** EXERCISE AIM **
Only the lines starting at the one that contains "on the reflection" and running to the end should be repeated, exactly as written.

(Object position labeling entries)

====

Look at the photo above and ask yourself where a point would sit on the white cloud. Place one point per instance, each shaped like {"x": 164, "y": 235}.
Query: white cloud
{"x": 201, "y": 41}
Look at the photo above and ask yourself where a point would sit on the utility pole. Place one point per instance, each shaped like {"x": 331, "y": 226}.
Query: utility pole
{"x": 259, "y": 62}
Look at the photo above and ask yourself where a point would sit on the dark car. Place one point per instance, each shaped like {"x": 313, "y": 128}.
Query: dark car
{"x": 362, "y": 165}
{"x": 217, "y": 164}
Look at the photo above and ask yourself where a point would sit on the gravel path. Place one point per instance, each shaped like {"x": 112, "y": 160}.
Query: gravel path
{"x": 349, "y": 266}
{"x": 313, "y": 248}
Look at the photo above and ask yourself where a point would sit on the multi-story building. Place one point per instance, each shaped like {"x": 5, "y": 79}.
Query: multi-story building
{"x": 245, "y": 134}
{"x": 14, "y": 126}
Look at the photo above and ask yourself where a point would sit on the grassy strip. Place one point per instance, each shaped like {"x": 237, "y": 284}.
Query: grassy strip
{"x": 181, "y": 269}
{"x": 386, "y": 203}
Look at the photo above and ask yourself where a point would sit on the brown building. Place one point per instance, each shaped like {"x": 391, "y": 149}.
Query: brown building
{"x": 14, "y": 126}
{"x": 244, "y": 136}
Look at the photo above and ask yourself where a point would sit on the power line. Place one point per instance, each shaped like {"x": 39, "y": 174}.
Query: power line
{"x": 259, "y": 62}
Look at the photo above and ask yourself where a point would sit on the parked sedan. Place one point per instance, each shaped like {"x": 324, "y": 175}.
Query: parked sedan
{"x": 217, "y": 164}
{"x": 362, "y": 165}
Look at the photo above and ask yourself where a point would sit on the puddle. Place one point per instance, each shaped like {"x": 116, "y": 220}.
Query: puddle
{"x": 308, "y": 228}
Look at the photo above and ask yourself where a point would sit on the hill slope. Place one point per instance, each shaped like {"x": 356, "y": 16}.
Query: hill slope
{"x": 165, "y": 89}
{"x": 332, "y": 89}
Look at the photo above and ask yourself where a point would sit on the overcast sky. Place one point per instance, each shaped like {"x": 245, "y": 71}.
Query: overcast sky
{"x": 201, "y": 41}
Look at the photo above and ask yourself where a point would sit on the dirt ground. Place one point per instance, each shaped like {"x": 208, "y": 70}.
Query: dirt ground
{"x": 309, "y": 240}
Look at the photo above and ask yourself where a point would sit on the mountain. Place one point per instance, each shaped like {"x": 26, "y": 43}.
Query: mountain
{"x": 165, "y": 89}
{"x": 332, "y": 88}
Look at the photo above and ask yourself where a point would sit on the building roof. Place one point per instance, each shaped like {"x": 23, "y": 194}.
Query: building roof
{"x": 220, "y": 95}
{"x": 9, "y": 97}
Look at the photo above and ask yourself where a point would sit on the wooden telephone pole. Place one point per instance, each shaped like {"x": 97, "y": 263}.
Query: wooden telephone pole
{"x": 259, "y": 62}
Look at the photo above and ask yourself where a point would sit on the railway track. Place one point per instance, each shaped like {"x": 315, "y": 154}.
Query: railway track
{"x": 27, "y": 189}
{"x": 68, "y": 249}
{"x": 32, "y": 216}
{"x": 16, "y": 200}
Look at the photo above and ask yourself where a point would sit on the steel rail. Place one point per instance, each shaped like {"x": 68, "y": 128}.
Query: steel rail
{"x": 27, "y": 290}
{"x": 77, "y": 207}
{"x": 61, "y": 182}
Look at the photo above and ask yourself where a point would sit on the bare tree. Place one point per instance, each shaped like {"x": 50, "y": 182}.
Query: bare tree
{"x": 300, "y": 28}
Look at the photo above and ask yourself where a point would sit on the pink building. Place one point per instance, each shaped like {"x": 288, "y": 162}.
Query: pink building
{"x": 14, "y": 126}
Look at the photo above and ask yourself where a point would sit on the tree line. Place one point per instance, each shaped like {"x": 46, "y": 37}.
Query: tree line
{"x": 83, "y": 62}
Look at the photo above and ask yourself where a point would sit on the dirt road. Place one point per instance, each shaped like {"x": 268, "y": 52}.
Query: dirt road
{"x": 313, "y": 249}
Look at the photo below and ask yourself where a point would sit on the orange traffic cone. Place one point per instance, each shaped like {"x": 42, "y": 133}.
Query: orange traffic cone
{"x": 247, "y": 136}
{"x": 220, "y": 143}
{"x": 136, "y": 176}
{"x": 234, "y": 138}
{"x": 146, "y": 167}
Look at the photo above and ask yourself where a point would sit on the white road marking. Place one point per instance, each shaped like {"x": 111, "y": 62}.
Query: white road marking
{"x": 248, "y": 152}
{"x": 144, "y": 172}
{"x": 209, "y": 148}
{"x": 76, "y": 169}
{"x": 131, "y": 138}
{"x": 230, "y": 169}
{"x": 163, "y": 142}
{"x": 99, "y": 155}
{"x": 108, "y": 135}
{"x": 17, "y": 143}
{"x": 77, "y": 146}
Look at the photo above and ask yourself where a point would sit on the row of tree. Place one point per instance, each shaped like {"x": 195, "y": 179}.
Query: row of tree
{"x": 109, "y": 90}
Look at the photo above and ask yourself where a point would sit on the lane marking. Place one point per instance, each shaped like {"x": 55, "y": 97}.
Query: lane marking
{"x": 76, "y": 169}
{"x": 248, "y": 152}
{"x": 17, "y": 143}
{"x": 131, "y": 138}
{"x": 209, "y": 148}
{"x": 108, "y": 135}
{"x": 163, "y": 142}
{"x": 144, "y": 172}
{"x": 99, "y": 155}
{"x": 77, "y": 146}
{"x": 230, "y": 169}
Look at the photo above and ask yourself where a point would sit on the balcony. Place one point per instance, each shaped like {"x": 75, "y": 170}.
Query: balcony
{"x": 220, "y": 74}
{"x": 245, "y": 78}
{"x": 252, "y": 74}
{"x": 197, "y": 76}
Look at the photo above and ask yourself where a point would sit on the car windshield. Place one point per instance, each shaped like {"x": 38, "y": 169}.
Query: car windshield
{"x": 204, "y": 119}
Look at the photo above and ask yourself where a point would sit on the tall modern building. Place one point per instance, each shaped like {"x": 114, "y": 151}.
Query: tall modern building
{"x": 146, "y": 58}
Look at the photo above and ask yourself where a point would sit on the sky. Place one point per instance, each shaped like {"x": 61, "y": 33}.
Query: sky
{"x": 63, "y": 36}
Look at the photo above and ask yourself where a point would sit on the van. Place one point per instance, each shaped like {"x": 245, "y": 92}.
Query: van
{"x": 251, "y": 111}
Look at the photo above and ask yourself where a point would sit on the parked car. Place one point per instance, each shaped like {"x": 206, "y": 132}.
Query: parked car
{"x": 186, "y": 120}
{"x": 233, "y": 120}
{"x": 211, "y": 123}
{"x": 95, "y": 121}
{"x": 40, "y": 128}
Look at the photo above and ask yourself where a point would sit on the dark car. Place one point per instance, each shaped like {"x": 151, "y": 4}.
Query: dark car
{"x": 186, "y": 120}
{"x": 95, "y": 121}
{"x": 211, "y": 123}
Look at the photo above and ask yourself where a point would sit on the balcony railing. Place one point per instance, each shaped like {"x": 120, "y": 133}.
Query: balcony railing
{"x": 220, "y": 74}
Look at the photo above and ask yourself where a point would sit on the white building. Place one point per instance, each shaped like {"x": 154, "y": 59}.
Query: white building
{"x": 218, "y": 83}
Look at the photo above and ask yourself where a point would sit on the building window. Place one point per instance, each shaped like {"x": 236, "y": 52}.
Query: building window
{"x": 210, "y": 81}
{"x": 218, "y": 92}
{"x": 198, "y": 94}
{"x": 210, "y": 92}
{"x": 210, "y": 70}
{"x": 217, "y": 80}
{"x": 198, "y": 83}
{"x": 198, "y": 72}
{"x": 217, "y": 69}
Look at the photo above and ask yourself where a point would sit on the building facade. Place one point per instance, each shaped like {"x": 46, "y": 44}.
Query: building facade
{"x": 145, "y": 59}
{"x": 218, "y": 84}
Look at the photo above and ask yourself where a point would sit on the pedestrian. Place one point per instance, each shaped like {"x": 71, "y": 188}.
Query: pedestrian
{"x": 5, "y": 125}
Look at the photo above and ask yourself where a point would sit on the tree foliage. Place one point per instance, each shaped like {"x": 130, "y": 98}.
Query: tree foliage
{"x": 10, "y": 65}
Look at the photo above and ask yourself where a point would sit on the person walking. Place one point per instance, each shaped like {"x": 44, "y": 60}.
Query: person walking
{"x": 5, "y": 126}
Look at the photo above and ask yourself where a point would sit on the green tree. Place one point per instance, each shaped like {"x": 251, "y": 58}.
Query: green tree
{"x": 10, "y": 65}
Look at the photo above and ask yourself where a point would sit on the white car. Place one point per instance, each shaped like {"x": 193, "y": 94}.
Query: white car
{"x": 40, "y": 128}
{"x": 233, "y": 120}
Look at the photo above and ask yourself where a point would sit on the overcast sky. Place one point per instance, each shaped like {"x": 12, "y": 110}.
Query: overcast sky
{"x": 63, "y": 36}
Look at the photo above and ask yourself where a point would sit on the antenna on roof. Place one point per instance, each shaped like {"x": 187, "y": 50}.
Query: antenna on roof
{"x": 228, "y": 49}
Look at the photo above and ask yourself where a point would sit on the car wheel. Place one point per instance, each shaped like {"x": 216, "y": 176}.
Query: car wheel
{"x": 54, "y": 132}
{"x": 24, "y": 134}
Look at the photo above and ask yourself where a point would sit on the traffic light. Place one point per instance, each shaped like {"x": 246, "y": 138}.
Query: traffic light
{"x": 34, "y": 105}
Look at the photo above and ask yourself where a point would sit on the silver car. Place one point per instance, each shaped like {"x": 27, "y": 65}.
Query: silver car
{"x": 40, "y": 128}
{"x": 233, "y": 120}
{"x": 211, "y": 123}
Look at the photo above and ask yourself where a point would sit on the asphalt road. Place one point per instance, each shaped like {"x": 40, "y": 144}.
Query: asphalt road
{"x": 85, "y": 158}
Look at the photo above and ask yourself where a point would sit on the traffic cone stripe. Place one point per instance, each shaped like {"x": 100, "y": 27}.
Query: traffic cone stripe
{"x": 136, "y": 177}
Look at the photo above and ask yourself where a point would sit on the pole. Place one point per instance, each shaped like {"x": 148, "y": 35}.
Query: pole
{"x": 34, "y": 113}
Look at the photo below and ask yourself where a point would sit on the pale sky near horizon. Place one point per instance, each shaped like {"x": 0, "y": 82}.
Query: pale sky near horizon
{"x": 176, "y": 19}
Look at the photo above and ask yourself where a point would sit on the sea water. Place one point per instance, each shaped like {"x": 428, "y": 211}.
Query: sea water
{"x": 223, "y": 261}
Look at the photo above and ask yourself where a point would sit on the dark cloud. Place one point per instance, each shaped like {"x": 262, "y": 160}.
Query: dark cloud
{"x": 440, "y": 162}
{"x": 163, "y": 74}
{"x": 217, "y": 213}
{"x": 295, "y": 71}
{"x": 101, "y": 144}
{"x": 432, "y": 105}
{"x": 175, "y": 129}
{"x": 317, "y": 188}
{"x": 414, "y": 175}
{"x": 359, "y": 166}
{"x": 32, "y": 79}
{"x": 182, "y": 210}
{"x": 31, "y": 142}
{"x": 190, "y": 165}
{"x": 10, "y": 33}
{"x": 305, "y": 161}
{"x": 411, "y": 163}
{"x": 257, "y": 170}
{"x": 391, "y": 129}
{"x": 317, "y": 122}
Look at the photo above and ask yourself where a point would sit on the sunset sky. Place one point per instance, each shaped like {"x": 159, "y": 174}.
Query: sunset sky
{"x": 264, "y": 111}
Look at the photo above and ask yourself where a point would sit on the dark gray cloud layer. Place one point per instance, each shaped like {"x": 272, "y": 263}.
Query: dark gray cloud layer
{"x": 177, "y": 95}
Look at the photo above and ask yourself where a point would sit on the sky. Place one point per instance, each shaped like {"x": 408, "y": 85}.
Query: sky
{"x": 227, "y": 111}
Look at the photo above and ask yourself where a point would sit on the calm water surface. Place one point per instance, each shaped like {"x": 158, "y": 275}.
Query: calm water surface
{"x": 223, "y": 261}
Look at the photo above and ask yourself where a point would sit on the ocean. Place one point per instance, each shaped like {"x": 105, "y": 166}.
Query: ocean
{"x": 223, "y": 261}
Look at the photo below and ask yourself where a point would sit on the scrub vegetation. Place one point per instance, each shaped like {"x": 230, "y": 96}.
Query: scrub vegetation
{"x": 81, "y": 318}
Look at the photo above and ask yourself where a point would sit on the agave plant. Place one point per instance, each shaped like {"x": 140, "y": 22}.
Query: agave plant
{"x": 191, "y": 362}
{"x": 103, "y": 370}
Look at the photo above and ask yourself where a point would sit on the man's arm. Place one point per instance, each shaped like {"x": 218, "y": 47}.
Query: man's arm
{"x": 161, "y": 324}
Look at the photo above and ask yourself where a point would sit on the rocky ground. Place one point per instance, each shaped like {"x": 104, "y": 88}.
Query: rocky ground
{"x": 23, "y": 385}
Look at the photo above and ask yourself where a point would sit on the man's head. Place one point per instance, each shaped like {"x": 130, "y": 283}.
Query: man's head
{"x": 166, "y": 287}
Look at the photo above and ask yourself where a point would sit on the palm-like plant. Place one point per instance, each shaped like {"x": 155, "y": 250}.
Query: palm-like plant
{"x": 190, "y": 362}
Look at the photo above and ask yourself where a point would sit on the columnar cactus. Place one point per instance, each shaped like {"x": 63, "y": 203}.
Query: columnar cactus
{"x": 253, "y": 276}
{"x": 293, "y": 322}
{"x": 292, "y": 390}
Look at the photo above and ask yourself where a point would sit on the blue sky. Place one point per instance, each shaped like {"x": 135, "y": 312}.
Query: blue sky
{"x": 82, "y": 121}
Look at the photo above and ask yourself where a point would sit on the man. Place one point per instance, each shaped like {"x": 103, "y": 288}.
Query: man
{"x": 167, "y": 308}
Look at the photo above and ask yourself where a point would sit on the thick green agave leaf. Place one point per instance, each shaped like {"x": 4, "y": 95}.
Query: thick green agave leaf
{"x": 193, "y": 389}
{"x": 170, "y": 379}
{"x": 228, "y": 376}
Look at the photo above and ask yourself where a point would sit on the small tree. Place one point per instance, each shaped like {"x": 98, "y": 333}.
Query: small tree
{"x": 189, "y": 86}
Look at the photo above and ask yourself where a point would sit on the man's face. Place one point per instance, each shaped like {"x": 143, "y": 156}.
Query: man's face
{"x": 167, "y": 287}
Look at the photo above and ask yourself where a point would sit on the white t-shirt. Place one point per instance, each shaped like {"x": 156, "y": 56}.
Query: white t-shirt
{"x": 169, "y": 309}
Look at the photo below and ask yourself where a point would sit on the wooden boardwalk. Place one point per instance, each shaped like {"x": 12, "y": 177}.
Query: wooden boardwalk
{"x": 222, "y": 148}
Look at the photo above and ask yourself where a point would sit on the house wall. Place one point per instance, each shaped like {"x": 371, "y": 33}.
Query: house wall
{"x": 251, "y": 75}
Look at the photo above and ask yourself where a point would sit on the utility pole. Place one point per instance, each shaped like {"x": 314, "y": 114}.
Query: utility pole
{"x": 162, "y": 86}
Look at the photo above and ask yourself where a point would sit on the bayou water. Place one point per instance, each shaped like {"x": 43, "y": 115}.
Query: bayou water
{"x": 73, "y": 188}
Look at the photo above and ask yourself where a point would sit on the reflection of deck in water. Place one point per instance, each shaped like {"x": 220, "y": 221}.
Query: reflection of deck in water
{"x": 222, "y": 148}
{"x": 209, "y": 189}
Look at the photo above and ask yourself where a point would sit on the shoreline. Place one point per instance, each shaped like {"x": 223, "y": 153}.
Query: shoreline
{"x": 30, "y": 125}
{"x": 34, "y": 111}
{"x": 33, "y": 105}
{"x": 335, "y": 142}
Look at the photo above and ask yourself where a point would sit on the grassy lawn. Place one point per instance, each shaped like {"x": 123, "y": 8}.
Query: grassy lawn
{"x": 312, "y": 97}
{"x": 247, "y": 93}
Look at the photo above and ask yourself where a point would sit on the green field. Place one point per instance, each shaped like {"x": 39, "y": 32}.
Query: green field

====

** RESULT OF THE TASK **
Look at the photo above and ask yourself where a point would sit on the reflection of deck in water. Place one point per instance, each shaped like {"x": 220, "y": 221}.
Query: reflection of deck in water
{"x": 222, "y": 148}
{"x": 209, "y": 189}
Look at the photo above and ask yourself where a point would sit on the shoreline. Place one point per instance, each shaped like {"x": 223, "y": 153}.
Query: shoreline
{"x": 30, "y": 125}
{"x": 34, "y": 111}
{"x": 33, "y": 105}
{"x": 335, "y": 142}
Look at the photo above and ask yourself where a point would sit on the grassy lawn. Place one point per instance, each shaped like {"x": 123, "y": 8}.
Query: grassy lawn
{"x": 312, "y": 97}
{"x": 247, "y": 93}
Look at the photo above and ask yourself where a point would sit on the green field. Place one point per instance, each shaped like {"x": 39, "y": 32}.
Query: green field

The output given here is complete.